Problem details:
The output is the line holding "the green hedge" and all lines after it to the end of the records below; restate them unchanged and add nothing.

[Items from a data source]
=== Section Start ===

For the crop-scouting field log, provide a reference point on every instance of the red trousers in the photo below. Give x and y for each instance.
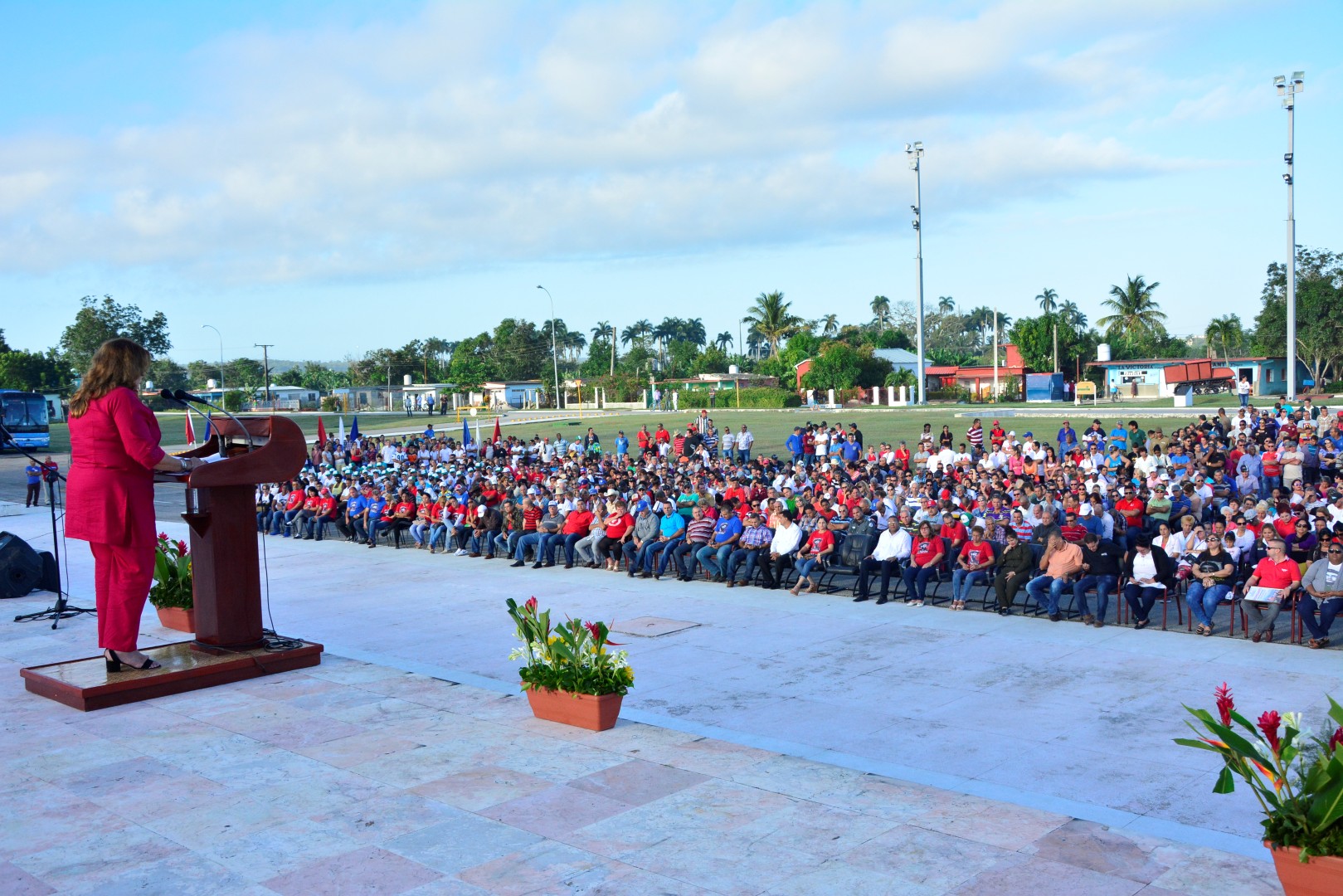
(121, 578)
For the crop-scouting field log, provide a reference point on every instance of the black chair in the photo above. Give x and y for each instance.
(849, 564)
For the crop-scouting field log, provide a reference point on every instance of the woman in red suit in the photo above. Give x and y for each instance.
(110, 497)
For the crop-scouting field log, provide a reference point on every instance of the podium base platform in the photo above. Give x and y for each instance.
(186, 665)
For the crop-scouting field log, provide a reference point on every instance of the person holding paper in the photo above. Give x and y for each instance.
(113, 455)
(1273, 574)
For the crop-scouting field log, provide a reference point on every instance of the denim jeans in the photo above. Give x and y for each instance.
(1104, 585)
(885, 567)
(916, 581)
(715, 559)
(805, 566)
(634, 557)
(962, 581)
(1041, 583)
(1141, 599)
(1202, 602)
(529, 540)
(659, 555)
(748, 557)
(1327, 609)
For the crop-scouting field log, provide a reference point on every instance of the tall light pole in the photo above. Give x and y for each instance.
(555, 356)
(915, 152)
(1287, 89)
(221, 359)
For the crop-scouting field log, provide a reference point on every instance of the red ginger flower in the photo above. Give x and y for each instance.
(1268, 723)
(1225, 704)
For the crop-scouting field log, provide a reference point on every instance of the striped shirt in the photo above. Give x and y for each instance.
(755, 536)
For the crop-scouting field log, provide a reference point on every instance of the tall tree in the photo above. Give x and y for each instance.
(881, 310)
(1134, 312)
(1048, 299)
(1319, 314)
(1225, 329)
(771, 316)
(97, 321)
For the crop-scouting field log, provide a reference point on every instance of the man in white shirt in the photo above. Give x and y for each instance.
(892, 548)
(787, 536)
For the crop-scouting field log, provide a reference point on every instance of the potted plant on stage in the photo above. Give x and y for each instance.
(570, 674)
(171, 592)
(1297, 779)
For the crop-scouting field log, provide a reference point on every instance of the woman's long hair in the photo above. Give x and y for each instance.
(119, 362)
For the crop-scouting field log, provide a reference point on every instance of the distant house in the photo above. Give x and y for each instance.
(1160, 377)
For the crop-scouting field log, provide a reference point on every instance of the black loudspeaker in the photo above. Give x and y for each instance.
(22, 568)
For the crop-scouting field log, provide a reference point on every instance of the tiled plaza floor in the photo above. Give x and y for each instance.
(356, 778)
(790, 744)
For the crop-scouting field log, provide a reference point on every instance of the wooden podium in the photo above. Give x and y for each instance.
(226, 578)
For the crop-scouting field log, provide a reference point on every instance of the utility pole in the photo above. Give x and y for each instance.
(1287, 89)
(915, 152)
(265, 364)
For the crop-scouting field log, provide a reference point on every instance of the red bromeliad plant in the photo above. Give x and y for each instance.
(1297, 778)
(173, 575)
(571, 655)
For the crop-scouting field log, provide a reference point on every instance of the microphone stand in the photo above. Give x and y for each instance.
(62, 609)
(186, 397)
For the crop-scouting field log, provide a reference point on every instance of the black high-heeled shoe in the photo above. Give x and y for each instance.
(114, 663)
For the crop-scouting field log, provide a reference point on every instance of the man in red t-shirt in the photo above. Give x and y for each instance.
(1279, 572)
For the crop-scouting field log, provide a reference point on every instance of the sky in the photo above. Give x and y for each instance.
(333, 178)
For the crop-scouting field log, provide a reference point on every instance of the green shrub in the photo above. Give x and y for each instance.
(757, 397)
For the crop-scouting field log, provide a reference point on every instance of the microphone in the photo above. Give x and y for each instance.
(173, 397)
(182, 395)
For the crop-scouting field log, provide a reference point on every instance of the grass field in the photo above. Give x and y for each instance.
(770, 427)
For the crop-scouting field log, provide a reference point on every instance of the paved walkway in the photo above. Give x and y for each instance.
(1019, 718)
(364, 778)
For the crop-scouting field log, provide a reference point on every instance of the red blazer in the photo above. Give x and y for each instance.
(113, 449)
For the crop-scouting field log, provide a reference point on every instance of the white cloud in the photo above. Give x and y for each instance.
(481, 134)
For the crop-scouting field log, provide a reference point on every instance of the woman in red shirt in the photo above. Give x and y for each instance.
(814, 551)
(618, 523)
(110, 494)
(926, 553)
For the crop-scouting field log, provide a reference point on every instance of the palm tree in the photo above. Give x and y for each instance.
(771, 317)
(1072, 314)
(1228, 331)
(881, 310)
(1048, 301)
(1134, 309)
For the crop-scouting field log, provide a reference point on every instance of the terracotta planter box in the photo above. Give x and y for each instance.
(577, 709)
(1321, 876)
(178, 620)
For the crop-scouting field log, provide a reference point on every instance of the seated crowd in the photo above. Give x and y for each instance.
(1228, 511)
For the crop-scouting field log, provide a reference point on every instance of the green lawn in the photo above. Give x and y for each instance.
(770, 427)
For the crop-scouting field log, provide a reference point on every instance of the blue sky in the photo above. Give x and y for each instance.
(338, 176)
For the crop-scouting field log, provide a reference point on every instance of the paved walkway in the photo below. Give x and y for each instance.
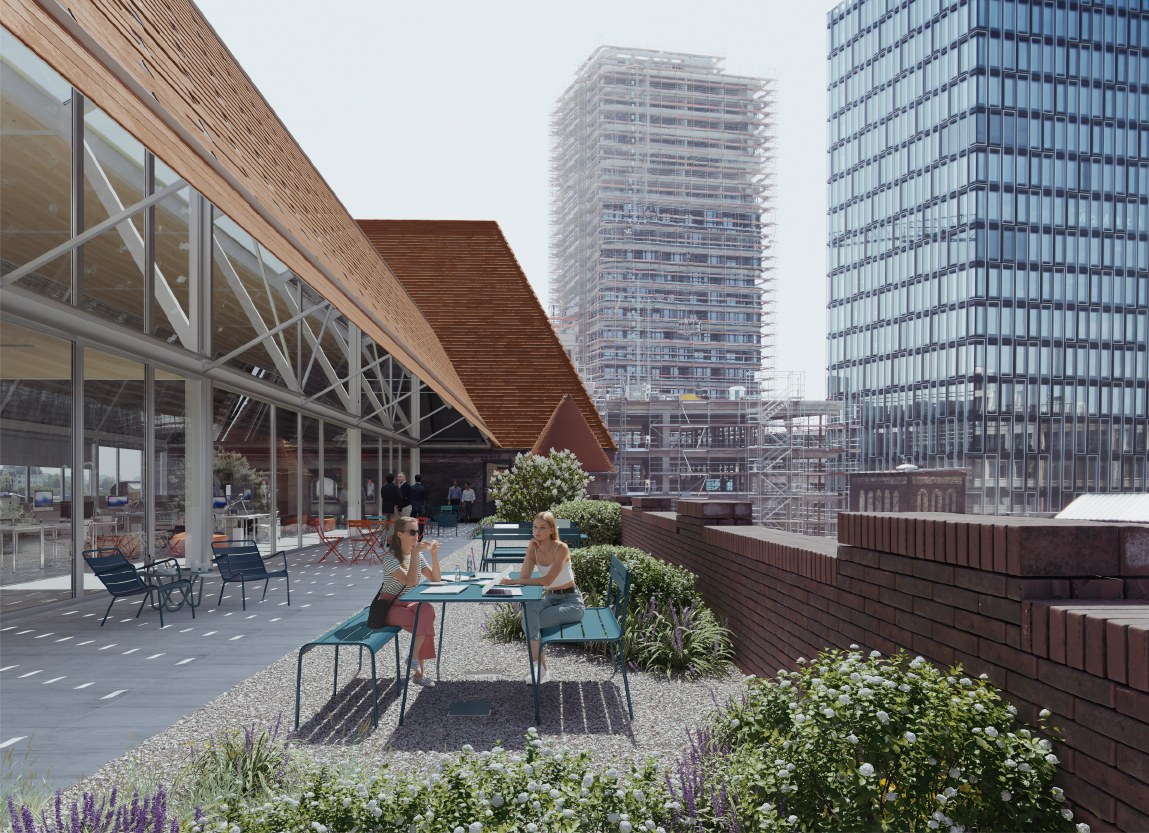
(84, 694)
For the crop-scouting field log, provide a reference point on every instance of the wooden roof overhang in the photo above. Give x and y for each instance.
(468, 283)
(159, 69)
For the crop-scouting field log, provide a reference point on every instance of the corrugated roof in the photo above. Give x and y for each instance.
(567, 430)
(162, 72)
(1131, 508)
(468, 283)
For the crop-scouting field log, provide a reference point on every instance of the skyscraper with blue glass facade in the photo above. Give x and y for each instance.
(988, 254)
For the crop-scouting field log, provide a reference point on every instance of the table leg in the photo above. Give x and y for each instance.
(530, 656)
(442, 626)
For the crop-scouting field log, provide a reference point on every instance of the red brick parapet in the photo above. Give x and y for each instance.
(1054, 612)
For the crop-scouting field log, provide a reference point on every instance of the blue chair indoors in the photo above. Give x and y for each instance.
(123, 580)
(240, 561)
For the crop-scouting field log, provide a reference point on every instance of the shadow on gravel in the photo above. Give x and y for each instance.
(346, 717)
(569, 708)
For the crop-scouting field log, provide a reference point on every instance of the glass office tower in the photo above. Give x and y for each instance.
(988, 256)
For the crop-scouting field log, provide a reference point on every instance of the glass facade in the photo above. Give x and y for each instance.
(152, 345)
(988, 254)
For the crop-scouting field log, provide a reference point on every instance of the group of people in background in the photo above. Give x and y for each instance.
(401, 499)
(463, 500)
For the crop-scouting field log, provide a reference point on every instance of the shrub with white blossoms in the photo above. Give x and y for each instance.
(854, 742)
(491, 792)
(536, 484)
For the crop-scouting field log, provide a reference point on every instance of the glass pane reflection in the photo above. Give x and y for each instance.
(35, 167)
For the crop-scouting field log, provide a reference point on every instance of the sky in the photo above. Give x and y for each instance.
(441, 112)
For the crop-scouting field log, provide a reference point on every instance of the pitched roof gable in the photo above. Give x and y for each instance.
(567, 430)
(468, 283)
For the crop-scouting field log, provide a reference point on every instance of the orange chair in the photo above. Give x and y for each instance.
(365, 544)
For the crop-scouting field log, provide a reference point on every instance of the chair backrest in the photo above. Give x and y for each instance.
(114, 570)
(240, 558)
(618, 594)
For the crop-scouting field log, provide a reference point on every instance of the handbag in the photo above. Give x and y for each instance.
(377, 617)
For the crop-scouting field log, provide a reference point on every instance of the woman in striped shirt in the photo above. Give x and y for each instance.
(402, 565)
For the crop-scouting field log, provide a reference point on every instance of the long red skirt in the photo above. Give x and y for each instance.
(402, 615)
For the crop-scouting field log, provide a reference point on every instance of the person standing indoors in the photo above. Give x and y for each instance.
(418, 496)
(403, 564)
(405, 495)
(468, 502)
(390, 498)
(563, 603)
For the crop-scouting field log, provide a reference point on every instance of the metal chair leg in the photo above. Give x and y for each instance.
(375, 692)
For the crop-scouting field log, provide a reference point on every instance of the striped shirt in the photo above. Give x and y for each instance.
(391, 585)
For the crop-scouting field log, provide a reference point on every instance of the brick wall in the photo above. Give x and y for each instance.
(1055, 612)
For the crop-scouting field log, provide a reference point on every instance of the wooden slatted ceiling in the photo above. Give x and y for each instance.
(159, 69)
(468, 283)
(568, 430)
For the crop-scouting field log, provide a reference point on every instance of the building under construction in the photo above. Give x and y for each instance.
(788, 456)
(661, 192)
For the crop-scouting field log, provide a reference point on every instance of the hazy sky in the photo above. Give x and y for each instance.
(441, 112)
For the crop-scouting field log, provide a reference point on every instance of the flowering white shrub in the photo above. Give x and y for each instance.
(536, 484)
(542, 789)
(873, 743)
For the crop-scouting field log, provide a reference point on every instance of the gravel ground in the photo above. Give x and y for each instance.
(583, 707)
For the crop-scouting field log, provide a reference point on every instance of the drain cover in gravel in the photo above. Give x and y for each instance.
(470, 708)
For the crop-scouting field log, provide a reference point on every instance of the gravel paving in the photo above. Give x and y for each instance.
(584, 704)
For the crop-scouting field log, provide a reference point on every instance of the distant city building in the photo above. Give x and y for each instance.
(660, 231)
(988, 176)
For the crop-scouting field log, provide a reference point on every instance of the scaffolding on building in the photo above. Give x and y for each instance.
(788, 456)
(662, 172)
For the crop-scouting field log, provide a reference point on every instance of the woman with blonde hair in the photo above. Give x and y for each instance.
(402, 565)
(563, 603)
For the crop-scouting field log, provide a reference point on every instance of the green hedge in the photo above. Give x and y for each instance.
(649, 577)
(600, 521)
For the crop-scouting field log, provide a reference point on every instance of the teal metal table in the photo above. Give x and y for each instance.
(426, 593)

=== Section End ===

Output for this task:
For the crop-scouting field log, provide a reference point on every instance of the green hedge in the photo above. Give x and y for each instance.
(649, 577)
(600, 521)
For the crop-scouting field log, provide a reference point on every instance of the teal metal table in the photo above. Give x and y for each instance.
(426, 593)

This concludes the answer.